» Tugas A: Menurut kutipan dokumen tentang perubahan iklim, pada tahun berapa jumlah angin topan di daerah Atlantik Utara mencapai puncaknya?
» Tugas B: Tuliskan ulang tanpa perubahan bagian kutipan dokumen tentang perubahan iklim, mulai dari "Selain jumlah angin" dan berakhir pada "(Ebi dkk, 2006).".

» Kutipan Dokumen:
<<<<

Selain jumlah angin topan di daerah Atlantik
Utara juga telah berada di atas normal dalam 9 dari 11 tahun terakhir yang
mencapai puncaknya pada tahun 2005 (IPCC, 2007). Indonesia sendiri dalam
beberapa tahun terakhir ini telah terjadi beberapa kali kejadian angin topan
dan badai yang cukup merugikan terutama bagi masyarakat yang tinggal di daerah
pesisir.
4.
Dampak Perubahan Iklim Terhadap Kesehatan
Pengukuran
dampak perubahan iklim terhadap kesehatan masyarakat tidak mudah, mengingat ada
dampak yang bersifat langsung dan ada yang bersifat tidak langsung. Dampak
langsung dari perubahan iklim adalah akibat banjir dan kekeringan yang terjadi,
sementara akibat tidak langsung bisa terjadi karena perubahan pola penyakit
yang dampaknya baru bisa dilihat dalam beberapa waktu (Ebi dkk, 2006).

>>>>

» Informasi yang Diberikan:
<<<<

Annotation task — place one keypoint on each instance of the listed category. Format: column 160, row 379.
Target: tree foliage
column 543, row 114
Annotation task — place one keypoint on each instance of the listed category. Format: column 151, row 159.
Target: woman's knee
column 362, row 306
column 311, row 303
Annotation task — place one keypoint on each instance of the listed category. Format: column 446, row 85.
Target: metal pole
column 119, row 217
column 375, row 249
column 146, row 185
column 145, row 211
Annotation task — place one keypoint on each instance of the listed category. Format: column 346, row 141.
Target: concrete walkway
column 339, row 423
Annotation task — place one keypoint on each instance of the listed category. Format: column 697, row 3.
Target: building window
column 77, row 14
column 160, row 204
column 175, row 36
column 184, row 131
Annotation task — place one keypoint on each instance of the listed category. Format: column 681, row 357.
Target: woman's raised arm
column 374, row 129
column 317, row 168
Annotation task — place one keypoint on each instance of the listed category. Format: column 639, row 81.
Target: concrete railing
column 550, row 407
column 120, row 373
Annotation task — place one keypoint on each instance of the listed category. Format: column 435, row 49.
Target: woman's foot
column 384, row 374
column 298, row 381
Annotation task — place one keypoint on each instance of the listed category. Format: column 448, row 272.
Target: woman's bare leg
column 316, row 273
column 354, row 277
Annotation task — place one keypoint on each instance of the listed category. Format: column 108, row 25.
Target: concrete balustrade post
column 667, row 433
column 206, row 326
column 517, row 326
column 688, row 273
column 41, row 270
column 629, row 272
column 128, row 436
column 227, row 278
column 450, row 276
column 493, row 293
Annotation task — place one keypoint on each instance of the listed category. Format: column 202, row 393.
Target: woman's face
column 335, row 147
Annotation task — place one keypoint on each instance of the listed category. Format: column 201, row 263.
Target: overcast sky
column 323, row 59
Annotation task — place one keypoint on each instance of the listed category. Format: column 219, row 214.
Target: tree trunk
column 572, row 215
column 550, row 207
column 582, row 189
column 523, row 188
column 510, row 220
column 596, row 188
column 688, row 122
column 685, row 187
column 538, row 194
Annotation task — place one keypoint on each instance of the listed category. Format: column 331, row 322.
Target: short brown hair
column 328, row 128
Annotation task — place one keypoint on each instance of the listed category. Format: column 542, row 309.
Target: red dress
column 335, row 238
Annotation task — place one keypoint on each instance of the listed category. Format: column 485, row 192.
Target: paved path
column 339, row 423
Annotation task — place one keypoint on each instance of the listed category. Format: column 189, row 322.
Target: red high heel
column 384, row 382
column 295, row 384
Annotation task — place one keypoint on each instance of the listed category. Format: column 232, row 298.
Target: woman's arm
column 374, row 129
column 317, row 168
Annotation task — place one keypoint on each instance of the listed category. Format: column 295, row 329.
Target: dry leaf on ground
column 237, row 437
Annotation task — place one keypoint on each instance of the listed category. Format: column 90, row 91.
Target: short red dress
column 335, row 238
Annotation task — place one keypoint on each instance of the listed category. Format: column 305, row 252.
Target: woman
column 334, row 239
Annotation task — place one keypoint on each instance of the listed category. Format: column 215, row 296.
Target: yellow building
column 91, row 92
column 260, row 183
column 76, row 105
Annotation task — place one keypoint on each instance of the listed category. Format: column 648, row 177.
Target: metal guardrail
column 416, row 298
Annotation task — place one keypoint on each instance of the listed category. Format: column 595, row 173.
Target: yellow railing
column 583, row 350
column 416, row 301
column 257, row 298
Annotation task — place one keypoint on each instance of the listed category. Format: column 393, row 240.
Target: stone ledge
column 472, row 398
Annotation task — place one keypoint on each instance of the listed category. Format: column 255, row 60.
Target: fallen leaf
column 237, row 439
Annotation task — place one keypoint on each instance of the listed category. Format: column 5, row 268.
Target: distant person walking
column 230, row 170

>>>>

» Jawaban A: Pada tahun 2005.

» Jawaban B:
Selain jumlah angin topan di daerah Atlantik
Utara juga telah berada di atas normal dalam 9 dari 11 tahun terakhir yang
mencapai puncaknya pada tahun 2005 (IPCC, 2007). Indonesia sendiri dalam
beberapa tahun terakhir ini telah terjadi beberapa kali kejadian angin topan
dan badai yang cukup merugikan terutama bagi masyarakat yang tinggal di daerah
pesisir.
4.
Dampak Perubahan Iklim Terhadap Kesehatan
Pengukuran
dampak perubahan iklim terhadap kesehatan masyarakat tidak mudah, mengingat ada
dampak yang bersifat langsung dan ada yang bersifat tidak langsung. Dampak
langsung dari perubahan iklim adalah akibat banjir dan kekeringan yang terjadi,
sementara akibat tidak langsung bisa terjadi karena perubahan pola penyakit
yang dampaknya baru bisa dilihat dalam beberapa waktu (Ebi dkk, 2006).